▶ _INSTRUCTIONS FOR THE TASK_
Return every one of the items below word for word, omitting the pictures.

>>>

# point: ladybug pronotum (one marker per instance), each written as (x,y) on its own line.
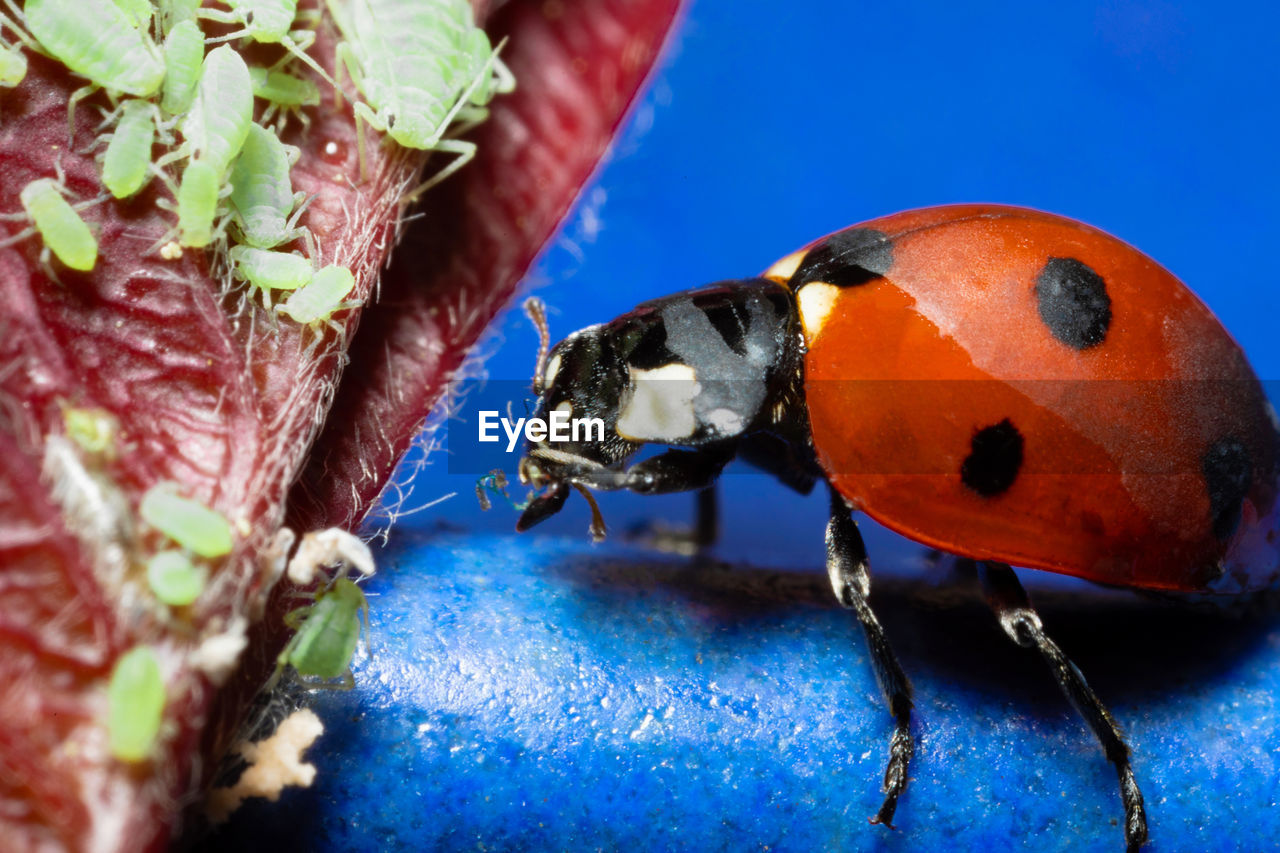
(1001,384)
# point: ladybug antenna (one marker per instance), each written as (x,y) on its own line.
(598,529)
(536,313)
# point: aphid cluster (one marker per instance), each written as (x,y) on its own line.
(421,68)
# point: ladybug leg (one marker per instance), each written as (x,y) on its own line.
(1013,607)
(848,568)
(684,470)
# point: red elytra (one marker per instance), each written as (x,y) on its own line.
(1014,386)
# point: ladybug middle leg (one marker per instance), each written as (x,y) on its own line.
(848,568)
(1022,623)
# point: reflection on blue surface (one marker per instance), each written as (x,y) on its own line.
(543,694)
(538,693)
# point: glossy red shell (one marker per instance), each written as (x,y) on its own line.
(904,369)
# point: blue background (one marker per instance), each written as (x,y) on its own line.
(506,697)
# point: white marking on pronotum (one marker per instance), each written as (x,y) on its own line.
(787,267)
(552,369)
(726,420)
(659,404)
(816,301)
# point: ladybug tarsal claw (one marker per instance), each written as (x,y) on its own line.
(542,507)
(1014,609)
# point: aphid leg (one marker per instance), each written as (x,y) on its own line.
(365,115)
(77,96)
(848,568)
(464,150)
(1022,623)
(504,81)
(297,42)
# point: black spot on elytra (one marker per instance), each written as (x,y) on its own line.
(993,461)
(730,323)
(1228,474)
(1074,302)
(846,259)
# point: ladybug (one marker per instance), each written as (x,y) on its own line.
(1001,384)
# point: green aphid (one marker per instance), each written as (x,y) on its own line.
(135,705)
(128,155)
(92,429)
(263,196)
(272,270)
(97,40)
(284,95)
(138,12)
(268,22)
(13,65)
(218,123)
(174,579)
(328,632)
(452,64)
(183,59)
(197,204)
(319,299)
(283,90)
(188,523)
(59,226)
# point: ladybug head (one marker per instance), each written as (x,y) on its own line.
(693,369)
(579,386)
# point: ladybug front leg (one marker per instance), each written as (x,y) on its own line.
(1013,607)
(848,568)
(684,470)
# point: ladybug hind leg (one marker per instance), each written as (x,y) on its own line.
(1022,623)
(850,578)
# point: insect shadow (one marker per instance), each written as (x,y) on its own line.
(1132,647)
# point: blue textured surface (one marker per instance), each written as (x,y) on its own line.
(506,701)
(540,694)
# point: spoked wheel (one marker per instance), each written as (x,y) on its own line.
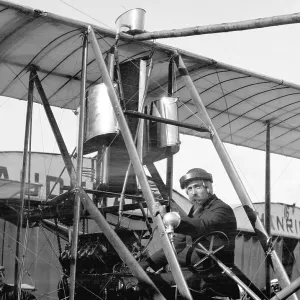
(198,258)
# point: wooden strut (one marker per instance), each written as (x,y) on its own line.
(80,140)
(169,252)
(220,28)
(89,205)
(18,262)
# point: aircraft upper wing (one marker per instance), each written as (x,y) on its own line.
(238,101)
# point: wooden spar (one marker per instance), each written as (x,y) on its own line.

<<<

▶ _OUTPUT OF THE EXERCISE_
# point: ladybug pronotum (one marker per instance), each written as (x,y) on its own line.
(1001,384)
# point: ladybug antenna (one marker per instance), each written as (x,y) on its own line.
(598,529)
(536,313)
# point: aphid cluster (one marker per instance), each written as (x,y) on its own line.
(421,68)
# point: ladybug leg (one marker per instance), each written as (x,y) on its own line.
(1013,607)
(848,568)
(684,470)
# point: red elytra (one marker per instance), each written as (x,y) on its own line.
(1014,386)
# point: ladybug middle leg (one marker per instance), each written as (x,y) on its own line.
(848,568)
(1022,623)
# point: reflection on blue surface (one marker per instance), each written as (x,y) on its own line.
(543,694)
(538,693)
# point: glossy red shell (one marker per instance), each written as (x,y) on its own line.
(904,369)
# point: blue background (one marker per instance), each written as (x,y) on its own line.
(506,697)
# point: white marking on pronotum (one marker per instance), each written as (x,y) on its own line.
(787,267)
(552,369)
(726,420)
(659,404)
(816,301)
# point: ladybug tarsal claw (one marker per instance), each written as (x,y) on its own line.
(542,507)
(1014,609)
# point: aphid leg (one marker per instance), each written as (x,y) on its own line.
(365,115)
(77,96)
(848,568)
(464,150)
(1022,623)
(504,81)
(297,42)
# point: black spot on elytra (one marker per instance), each written as (x,y) on its own line.
(993,461)
(730,323)
(1228,474)
(1074,302)
(846,259)
# point: ladybug (one marker per instance), each written as (x,y) on its own line.
(1001,384)
# point: green aphid (one marker per instance), each written as (x,y) on its own line.
(135,705)
(128,155)
(92,429)
(263,196)
(272,270)
(97,40)
(284,95)
(138,12)
(268,22)
(13,65)
(218,123)
(174,579)
(328,632)
(452,64)
(183,59)
(197,204)
(319,299)
(283,90)
(188,523)
(59,226)
# point: ladybug head (one marker per instance), each written as (x,y) on its own line.
(693,369)
(579,386)
# point: ladybug front leg (one marker per instance), each written as (x,y) on its own line.
(1013,607)
(848,568)
(684,470)
# point: ladybug hind leg (one marker per instance), each written as (x,y) on its own line.
(1022,623)
(850,578)
# point: insect shadow (one marker per instance), each written as (x,y) on its own line.
(1132,647)
# point: blue textured surface (one marker per instance), each written as (x,y) on its own line.
(506,701)
(540,694)
# point: spoked wheel (one marker per instance), each written as (x,y) on its own line.
(198,258)
# point: wooden strut (one marker per instance), each written as (x,y) on its own line.
(80,140)
(169,252)
(220,28)
(89,205)
(18,262)
# point: aircraft upper wing (one marker per instance), each written as (x,y) on its own line.
(238,101)
# point: wooden spar (one marker per instance), each written as (x,y) on its own line.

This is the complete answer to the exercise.